● **Exercise details**
Scale the material from the line holding "Spot the black" through its end, both ends included: write every line again, requests included, with each point coordinate multiplied by 1.25 and rounded to a whole number, halves going up. Give only those lines and leave the pictures out.

● **Record extracts**

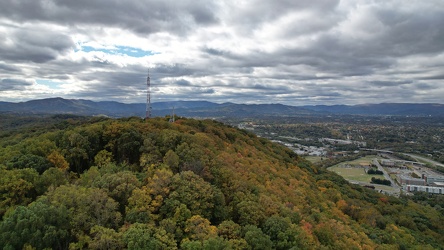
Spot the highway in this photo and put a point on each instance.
(425, 159)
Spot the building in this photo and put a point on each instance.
(408, 180)
(428, 189)
(430, 179)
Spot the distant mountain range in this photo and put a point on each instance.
(210, 109)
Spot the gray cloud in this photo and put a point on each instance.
(294, 52)
(13, 84)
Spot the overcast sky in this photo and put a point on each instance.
(243, 51)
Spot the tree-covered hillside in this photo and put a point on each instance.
(77, 183)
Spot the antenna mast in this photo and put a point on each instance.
(148, 96)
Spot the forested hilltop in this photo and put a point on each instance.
(71, 182)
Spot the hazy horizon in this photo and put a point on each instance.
(314, 52)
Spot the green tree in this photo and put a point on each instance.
(105, 239)
(39, 225)
(87, 207)
(191, 190)
(256, 239)
(17, 187)
(146, 236)
(36, 162)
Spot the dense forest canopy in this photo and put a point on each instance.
(98, 183)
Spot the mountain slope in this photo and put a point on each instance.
(191, 184)
(209, 109)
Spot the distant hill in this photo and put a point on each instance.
(102, 183)
(423, 109)
(210, 109)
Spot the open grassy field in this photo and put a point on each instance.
(352, 174)
(355, 173)
(313, 159)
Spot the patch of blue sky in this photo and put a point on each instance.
(120, 50)
(51, 84)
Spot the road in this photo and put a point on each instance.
(386, 175)
(425, 159)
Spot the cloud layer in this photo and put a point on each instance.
(250, 51)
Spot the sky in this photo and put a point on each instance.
(304, 52)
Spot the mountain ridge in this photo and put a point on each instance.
(60, 105)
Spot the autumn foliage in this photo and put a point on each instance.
(193, 184)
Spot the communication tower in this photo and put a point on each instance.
(148, 96)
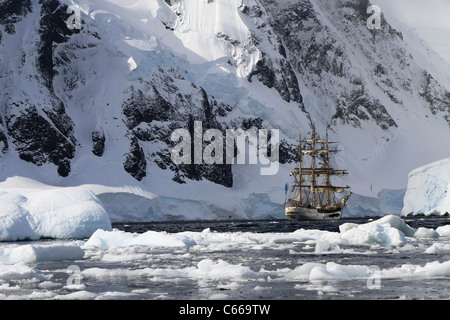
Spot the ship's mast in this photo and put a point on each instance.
(300, 179)
(313, 166)
(321, 192)
(327, 162)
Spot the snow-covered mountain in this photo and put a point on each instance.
(98, 104)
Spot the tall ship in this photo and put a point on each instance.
(313, 194)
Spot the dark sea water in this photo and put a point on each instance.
(283, 225)
(164, 273)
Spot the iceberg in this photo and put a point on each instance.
(428, 190)
(36, 212)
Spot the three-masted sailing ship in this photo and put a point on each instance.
(312, 196)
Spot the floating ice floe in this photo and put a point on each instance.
(62, 213)
(389, 230)
(428, 190)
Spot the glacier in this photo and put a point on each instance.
(96, 106)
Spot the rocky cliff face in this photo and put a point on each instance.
(113, 91)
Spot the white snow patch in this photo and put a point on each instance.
(428, 189)
(37, 211)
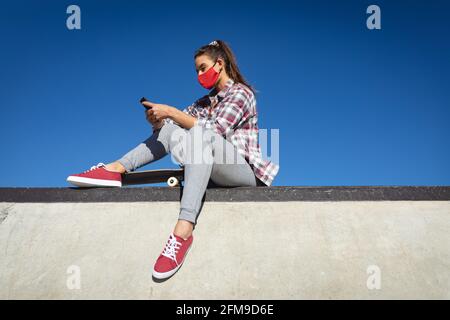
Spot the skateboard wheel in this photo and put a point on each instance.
(172, 182)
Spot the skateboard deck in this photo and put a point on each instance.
(172, 177)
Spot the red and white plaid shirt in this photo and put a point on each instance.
(232, 113)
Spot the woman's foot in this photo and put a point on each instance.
(96, 176)
(172, 257)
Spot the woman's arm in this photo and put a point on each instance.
(158, 112)
(183, 119)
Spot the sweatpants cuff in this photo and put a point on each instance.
(126, 163)
(188, 215)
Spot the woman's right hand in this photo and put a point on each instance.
(156, 124)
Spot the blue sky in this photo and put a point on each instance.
(353, 106)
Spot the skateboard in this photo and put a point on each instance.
(173, 177)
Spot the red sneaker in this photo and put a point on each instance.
(172, 257)
(96, 176)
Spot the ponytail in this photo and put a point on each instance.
(220, 49)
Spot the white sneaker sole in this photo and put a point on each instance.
(164, 275)
(89, 182)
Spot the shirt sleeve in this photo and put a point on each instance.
(232, 110)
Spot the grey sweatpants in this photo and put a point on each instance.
(204, 154)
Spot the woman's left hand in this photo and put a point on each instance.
(158, 111)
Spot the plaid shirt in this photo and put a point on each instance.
(232, 113)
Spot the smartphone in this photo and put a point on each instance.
(142, 100)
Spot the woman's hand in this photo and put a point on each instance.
(157, 112)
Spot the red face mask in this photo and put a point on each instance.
(208, 79)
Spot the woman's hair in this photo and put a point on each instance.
(219, 49)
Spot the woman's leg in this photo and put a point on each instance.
(213, 158)
(152, 149)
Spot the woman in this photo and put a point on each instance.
(229, 155)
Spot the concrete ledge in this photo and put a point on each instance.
(250, 243)
(239, 194)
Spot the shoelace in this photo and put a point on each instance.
(101, 164)
(171, 248)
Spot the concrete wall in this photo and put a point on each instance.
(241, 250)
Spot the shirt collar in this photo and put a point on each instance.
(221, 94)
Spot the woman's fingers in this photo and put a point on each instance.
(148, 104)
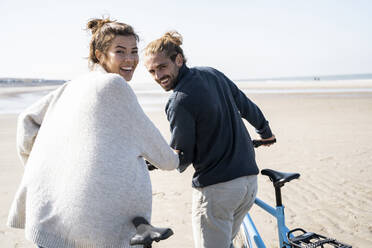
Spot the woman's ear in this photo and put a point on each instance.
(99, 55)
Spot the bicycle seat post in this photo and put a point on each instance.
(278, 196)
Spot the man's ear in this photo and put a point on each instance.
(179, 60)
(99, 55)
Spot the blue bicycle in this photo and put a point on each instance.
(248, 236)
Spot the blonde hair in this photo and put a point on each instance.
(103, 32)
(169, 44)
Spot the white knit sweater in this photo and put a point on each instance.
(83, 146)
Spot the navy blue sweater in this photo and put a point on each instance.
(205, 113)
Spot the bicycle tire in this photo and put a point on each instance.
(241, 240)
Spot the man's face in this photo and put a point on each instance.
(163, 69)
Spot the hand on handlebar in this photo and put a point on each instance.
(150, 167)
(264, 142)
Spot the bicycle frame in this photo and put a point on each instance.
(251, 231)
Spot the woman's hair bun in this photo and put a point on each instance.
(174, 37)
(95, 24)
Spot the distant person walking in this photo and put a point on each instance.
(83, 147)
(205, 113)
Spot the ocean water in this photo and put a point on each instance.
(153, 98)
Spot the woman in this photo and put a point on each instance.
(83, 147)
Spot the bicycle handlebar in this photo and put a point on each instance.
(257, 143)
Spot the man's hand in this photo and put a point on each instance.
(150, 166)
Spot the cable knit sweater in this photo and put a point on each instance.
(83, 147)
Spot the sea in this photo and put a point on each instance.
(153, 98)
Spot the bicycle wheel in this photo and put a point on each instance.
(241, 240)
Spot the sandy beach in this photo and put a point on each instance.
(324, 137)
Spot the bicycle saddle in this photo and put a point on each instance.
(279, 178)
(146, 233)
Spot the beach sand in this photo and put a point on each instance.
(324, 137)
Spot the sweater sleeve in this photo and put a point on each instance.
(250, 111)
(28, 125)
(151, 143)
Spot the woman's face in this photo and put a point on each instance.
(121, 57)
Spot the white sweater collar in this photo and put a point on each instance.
(98, 68)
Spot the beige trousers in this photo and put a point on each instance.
(218, 211)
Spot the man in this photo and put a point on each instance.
(205, 113)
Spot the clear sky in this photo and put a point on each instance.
(244, 39)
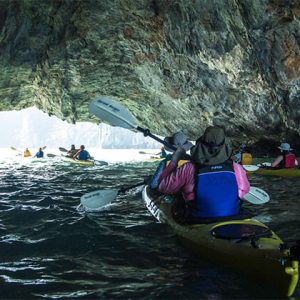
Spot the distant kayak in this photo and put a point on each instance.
(246, 245)
(154, 158)
(88, 162)
(79, 162)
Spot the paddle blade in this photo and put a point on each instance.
(257, 196)
(250, 168)
(112, 112)
(98, 199)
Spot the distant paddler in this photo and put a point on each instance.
(82, 154)
(287, 159)
(27, 153)
(243, 155)
(162, 153)
(40, 153)
(72, 152)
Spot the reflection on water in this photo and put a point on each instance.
(49, 249)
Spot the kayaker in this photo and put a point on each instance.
(178, 139)
(27, 153)
(162, 153)
(82, 154)
(287, 159)
(72, 151)
(213, 184)
(39, 154)
(243, 156)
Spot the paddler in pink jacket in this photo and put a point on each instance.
(212, 184)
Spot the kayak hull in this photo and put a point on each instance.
(263, 258)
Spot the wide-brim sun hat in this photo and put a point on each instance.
(285, 147)
(212, 147)
(176, 140)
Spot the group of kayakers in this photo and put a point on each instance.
(39, 154)
(80, 154)
(198, 181)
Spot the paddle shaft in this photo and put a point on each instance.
(123, 190)
(147, 132)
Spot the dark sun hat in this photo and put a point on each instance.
(178, 139)
(212, 147)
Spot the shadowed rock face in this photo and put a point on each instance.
(175, 64)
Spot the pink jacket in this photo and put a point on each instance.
(182, 180)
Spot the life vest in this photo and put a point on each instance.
(216, 191)
(162, 165)
(83, 155)
(289, 160)
(40, 154)
(246, 158)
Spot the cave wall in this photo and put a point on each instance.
(176, 64)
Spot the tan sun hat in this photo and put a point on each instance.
(178, 139)
(212, 147)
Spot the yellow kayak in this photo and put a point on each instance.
(246, 245)
(293, 172)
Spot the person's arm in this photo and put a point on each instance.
(242, 180)
(277, 161)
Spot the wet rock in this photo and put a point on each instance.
(174, 64)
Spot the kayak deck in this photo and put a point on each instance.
(293, 172)
(261, 256)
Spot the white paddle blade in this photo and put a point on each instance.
(257, 196)
(98, 199)
(112, 112)
(62, 149)
(250, 168)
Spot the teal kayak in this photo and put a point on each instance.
(245, 245)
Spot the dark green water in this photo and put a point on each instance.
(50, 250)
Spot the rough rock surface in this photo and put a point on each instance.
(176, 64)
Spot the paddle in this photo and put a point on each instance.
(62, 149)
(13, 148)
(117, 115)
(264, 164)
(51, 155)
(256, 196)
(143, 152)
(100, 198)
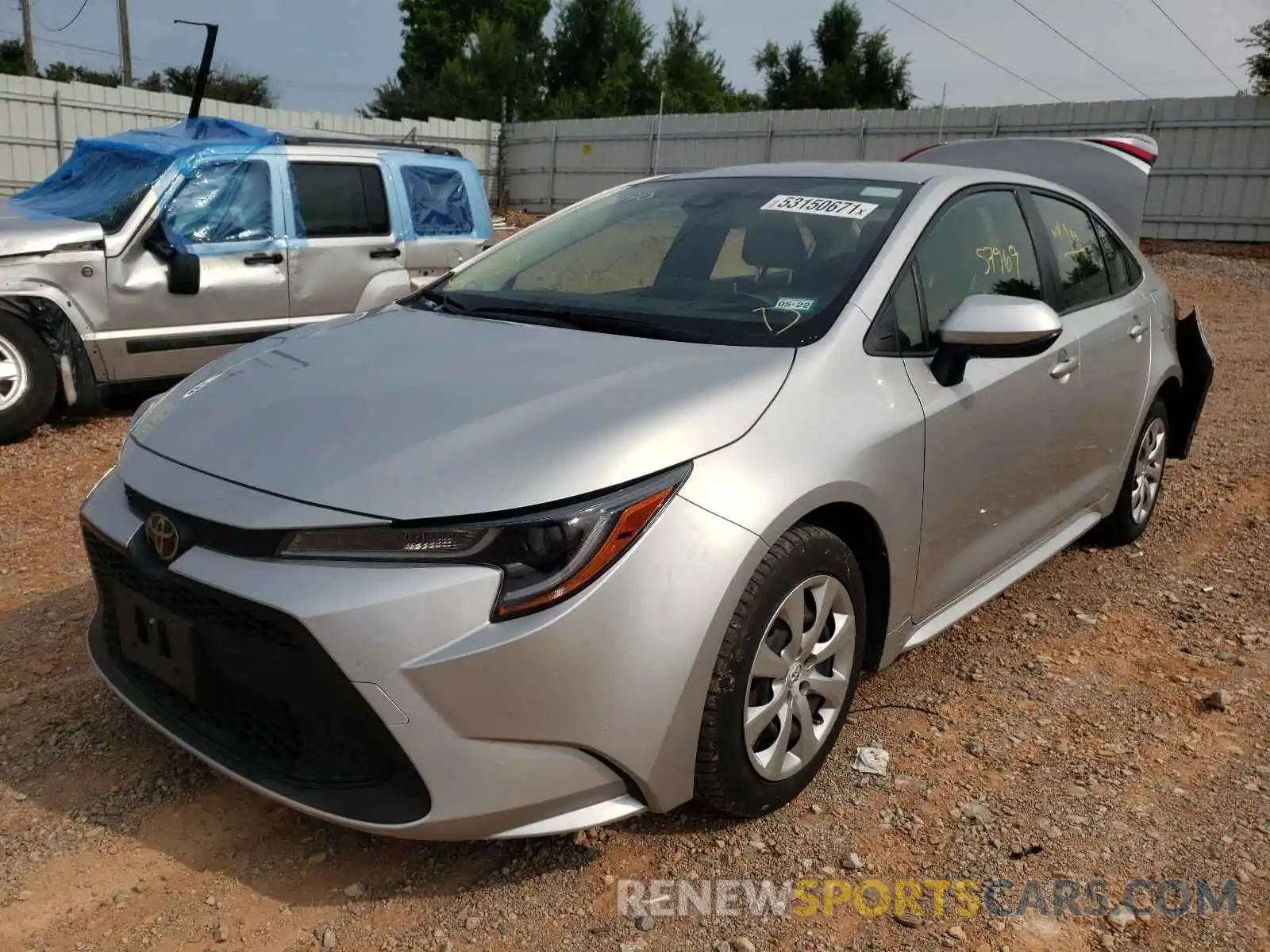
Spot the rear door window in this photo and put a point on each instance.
(438, 201)
(1083, 271)
(340, 200)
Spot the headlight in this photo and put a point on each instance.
(545, 558)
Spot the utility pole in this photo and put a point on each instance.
(125, 44)
(29, 37)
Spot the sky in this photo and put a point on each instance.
(329, 55)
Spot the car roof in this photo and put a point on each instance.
(902, 173)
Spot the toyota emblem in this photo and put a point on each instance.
(163, 536)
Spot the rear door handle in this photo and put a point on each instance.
(264, 258)
(1064, 368)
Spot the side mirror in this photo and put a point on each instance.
(992, 327)
(184, 272)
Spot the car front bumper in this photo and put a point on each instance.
(381, 697)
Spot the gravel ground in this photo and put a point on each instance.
(1066, 715)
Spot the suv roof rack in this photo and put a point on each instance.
(318, 137)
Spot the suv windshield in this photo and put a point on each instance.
(102, 186)
(736, 260)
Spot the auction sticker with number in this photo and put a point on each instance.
(810, 205)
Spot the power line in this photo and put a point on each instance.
(1237, 89)
(972, 50)
(1089, 55)
(114, 55)
(69, 23)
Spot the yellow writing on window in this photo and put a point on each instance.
(999, 260)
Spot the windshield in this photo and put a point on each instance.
(102, 186)
(745, 260)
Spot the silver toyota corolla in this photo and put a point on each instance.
(619, 512)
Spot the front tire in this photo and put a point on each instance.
(1142, 482)
(29, 380)
(785, 676)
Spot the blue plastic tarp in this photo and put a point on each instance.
(437, 200)
(105, 179)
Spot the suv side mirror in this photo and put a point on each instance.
(184, 272)
(992, 327)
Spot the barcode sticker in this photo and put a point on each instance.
(810, 205)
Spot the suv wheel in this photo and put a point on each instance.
(1142, 482)
(29, 380)
(785, 676)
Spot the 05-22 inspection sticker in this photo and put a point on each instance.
(810, 205)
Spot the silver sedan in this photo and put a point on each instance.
(618, 513)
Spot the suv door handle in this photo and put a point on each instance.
(264, 258)
(1064, 367)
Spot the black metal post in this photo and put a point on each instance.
(205, 67)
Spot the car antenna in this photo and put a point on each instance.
(205, 67)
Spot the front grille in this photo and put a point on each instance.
(267, 704)
(249, 543)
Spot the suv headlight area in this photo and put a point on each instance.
(545, 558)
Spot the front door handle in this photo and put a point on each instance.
(264, 258)
(1064, 368)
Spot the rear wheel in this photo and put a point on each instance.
(29, 380)
(785, 676)
(1142, 482)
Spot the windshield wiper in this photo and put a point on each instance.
(556, 315)
(437, 298)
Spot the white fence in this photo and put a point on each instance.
(41, 120)
(1212, 181)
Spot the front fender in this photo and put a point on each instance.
(63, 325)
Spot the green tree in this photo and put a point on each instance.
(1259, 63)
(856, 70)
(464, 57)
(692, 75)
(600, 63)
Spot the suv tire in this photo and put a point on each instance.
(29, 380)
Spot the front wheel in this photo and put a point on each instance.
(785, 676)
(29, 380)
(1142, 482)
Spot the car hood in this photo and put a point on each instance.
(408, 414)
(27, 232)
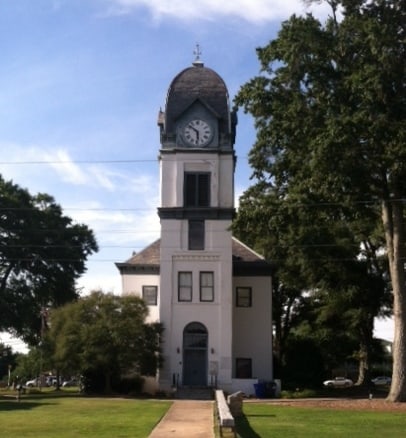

● **Answer to the problem**
Spot the black metal post in this photo and put a point on each instance.
(256, 84)
Spot the car antenna in this photo and put a point on each instance.
(256, 84)
Spot the front grille in this photo and put a point on each instance.
(334, 880)
(311, 679)
Spot the suv headlight area in this photo and put a point on each instance.
(681, 698)
Spot the front door handle in this photo and put a point on each instance.
(330, 323)
(1330, 460)
Spot the rear wheel in this photo and put a point on each instance.
(36, 475)
(981, 845)
(1428, 603)
Spot the windshield wiper in this photo and put a point on each instance.
(695, 394)
(546, 373)
Spot the white fence in this photo and put a point on each instance.
(51, 150)
(1515, 226)
Spot the front fender in this photo and put a point on each instance.
(79, 406)
Spot the green tree in this photo and put a point on each instance.
(1574, 79)
(1070, 88)
(580, 71)
(865, 94)
(750, 79)
Spot the suv tire in this photo and put a point on each instance.
(36, 475)
Spot the front wheel in this photo and put a point on each instance.
(981, 845)
(36, 475)
(1428, 603)
Spot the car hood in this photo and put a point on each instance.
(510, 518)
(34, 290)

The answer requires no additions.